Beginning at the line containing "end on this basis.", output every line to the end of the data below exactly as it appears.

--------------------------------

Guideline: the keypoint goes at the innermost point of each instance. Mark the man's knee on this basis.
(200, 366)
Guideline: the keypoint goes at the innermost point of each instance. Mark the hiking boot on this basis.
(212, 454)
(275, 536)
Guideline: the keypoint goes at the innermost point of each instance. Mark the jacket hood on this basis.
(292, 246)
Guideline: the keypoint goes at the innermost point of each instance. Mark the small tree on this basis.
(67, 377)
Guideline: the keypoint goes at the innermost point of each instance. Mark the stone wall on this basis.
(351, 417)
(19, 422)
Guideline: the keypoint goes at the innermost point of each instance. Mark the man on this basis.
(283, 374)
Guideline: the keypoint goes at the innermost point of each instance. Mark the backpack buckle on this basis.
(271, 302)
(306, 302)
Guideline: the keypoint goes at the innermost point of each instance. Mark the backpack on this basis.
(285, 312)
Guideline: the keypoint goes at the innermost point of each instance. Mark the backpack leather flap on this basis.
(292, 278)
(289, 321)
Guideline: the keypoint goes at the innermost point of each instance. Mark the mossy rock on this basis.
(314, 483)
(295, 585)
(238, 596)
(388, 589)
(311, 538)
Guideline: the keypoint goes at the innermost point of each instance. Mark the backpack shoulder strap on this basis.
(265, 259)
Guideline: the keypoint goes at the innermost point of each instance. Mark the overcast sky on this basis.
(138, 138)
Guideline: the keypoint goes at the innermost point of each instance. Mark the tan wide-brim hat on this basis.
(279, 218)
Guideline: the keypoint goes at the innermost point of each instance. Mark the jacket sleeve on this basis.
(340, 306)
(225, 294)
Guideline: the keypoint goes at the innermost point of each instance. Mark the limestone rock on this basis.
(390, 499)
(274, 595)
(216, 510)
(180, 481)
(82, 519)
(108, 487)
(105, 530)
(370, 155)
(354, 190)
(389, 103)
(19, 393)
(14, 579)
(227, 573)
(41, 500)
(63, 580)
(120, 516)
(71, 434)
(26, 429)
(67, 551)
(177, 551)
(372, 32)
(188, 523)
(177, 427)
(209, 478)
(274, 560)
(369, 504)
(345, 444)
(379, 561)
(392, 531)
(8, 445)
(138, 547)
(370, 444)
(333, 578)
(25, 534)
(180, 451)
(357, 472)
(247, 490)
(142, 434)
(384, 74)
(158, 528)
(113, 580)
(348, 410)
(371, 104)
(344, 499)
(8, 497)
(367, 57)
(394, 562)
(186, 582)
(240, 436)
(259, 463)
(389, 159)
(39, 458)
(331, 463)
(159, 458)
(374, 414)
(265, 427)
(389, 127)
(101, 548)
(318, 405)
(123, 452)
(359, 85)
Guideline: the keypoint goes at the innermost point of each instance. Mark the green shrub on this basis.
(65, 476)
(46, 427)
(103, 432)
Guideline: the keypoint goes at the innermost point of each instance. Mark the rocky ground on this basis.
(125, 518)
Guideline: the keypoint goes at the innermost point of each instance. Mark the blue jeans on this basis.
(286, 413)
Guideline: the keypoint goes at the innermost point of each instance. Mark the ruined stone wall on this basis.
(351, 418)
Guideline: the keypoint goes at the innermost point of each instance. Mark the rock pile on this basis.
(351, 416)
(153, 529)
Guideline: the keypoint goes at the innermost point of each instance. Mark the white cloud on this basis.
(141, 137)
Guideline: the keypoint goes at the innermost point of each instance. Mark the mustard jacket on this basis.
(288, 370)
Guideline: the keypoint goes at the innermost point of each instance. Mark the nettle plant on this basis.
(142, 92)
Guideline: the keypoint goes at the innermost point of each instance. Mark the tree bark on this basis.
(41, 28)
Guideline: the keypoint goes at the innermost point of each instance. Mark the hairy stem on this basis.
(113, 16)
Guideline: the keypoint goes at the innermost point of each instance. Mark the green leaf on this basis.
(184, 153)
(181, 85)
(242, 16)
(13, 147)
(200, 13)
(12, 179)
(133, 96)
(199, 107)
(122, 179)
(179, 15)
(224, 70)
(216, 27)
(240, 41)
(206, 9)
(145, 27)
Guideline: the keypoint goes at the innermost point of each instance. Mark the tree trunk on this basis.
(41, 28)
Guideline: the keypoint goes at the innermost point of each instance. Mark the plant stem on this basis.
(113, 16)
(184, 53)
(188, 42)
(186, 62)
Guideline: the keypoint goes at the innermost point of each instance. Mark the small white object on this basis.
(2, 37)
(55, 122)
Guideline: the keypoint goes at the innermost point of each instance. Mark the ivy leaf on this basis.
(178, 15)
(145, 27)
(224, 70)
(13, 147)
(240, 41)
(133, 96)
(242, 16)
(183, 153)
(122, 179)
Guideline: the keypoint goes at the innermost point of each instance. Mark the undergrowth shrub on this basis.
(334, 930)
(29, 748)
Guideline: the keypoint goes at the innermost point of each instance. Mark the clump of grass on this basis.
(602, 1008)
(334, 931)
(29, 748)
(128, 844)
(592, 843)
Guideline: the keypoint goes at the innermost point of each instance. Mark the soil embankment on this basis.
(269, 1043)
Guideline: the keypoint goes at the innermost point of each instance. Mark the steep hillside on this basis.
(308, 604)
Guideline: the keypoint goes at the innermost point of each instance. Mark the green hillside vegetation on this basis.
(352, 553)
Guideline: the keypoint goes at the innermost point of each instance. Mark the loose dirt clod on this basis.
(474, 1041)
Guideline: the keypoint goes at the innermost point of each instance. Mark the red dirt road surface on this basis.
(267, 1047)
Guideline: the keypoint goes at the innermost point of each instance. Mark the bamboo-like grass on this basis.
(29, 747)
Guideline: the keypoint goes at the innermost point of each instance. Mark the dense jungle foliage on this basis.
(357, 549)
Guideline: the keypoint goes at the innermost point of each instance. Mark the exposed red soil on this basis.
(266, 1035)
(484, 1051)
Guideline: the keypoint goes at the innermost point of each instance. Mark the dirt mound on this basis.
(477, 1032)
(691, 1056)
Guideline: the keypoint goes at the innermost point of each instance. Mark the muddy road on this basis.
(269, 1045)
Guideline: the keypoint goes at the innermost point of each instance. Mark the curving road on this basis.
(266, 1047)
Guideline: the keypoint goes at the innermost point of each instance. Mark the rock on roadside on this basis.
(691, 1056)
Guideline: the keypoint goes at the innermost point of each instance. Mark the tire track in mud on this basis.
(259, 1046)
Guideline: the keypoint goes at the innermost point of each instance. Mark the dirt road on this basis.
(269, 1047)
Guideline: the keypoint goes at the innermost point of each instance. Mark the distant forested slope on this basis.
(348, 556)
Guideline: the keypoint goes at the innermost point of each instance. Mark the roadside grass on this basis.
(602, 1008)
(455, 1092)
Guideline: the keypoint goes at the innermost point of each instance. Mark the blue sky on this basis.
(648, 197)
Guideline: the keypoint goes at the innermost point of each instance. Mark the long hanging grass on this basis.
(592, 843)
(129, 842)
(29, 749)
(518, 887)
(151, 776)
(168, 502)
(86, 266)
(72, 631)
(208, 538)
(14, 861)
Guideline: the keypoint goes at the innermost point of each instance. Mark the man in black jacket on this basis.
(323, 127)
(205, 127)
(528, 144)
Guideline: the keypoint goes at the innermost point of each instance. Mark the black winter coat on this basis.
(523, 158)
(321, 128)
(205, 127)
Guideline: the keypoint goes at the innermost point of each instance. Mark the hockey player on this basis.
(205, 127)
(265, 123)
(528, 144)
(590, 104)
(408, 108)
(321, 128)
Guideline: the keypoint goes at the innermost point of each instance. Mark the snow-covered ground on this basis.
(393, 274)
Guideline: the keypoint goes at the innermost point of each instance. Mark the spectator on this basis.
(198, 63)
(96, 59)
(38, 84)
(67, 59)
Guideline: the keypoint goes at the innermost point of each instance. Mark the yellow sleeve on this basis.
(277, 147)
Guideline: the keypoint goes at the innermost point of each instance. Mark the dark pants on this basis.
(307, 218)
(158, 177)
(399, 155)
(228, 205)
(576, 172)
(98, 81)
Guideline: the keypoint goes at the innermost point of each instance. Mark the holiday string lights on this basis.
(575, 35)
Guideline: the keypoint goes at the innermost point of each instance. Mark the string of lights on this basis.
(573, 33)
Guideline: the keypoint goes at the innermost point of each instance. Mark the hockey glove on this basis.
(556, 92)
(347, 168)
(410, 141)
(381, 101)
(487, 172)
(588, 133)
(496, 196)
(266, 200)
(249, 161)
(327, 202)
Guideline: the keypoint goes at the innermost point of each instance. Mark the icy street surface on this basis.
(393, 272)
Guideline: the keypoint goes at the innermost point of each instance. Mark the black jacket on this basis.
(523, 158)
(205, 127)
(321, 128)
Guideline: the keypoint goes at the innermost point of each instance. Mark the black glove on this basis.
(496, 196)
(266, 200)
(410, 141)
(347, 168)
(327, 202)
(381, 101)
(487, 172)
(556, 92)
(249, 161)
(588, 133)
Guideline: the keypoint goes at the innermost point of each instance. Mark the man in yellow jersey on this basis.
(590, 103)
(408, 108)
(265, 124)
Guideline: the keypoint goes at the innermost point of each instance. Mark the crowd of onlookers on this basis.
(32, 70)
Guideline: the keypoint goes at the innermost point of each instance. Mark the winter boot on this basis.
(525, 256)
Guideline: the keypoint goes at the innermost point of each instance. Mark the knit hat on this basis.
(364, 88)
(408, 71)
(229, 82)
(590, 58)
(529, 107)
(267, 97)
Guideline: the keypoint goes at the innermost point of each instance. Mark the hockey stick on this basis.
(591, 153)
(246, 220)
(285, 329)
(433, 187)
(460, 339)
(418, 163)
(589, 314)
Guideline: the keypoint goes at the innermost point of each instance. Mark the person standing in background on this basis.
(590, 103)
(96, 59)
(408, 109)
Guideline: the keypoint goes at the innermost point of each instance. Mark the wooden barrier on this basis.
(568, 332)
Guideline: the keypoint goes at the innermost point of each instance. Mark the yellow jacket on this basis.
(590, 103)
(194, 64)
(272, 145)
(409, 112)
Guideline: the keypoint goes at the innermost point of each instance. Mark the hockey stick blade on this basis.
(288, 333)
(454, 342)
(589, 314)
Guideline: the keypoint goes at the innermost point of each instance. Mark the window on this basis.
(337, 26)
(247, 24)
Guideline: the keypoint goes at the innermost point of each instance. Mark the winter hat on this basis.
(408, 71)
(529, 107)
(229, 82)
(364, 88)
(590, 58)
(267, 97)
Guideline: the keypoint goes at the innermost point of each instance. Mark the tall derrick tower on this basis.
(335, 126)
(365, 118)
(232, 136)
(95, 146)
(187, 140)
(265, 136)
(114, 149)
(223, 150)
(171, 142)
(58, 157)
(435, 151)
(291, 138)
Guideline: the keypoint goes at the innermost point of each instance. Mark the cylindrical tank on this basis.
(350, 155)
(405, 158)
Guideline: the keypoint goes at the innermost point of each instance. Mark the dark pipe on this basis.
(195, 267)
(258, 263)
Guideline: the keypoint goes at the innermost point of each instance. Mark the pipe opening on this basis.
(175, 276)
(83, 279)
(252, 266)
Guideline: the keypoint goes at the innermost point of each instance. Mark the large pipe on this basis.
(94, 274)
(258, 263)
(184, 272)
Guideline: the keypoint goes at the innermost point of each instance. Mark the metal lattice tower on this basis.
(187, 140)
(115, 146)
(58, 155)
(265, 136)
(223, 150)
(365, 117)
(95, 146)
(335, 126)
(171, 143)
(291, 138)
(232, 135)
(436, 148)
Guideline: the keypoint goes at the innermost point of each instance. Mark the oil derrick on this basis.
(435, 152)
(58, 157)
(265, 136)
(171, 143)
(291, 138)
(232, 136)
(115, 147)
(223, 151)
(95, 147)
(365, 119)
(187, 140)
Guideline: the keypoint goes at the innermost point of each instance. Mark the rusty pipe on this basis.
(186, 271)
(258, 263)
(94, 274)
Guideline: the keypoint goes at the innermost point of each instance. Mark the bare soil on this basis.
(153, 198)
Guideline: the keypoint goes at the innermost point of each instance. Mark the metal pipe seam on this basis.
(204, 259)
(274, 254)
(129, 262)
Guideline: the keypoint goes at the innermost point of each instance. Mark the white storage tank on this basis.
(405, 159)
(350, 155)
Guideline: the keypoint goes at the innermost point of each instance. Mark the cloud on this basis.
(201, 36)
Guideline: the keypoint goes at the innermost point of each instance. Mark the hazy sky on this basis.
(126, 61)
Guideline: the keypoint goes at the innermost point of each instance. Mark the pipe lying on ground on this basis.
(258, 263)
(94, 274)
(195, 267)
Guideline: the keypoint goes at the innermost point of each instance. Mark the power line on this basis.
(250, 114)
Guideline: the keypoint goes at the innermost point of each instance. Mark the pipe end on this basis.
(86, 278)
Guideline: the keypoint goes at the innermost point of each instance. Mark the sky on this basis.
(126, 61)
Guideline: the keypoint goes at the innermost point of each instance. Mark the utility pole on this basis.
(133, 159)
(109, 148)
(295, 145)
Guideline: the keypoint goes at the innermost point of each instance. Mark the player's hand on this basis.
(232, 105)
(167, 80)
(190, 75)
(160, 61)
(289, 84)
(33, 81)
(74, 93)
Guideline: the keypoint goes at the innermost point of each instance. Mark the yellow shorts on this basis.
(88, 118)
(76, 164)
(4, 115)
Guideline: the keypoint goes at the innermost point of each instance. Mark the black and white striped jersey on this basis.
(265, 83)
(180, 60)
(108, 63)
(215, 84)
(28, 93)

--------------------------------

* _RESPONSE BELOW_:
Guideline: the keypoint goes at the innermost point of each instance. Mark the pipe end on this basis.
(86, 278)
Guideline: the keypoint goes at the innermost point of each instance. Mark the sky on this basis.
(126, 61)
Guideline: the keypoint goes at the innermost point of each instance. Mark the utility pole on this basis.
(133, 159)
(109, 148)
(295, 145)
Guideline: the keypoint goes at the innermost point of each instance. Mark the player's hand on this basis.
(232, 105)
(167, 80)
(190, 75)
(160, 61)
(289, 84)
(33, 81)
(74, 93)
Guideline: the keypoint goes at the innermost point of each instance. Mark the yellow shorts on this basis.
(88, 118)
(76, 164)
(4, 115)
Guideline: the keypoint goes at the innermost point of each instance. Mark the black and white striped jersey on this basis.
(265, 83)
(180, 60)
(108, 63)
(215, 84)
(28, 93)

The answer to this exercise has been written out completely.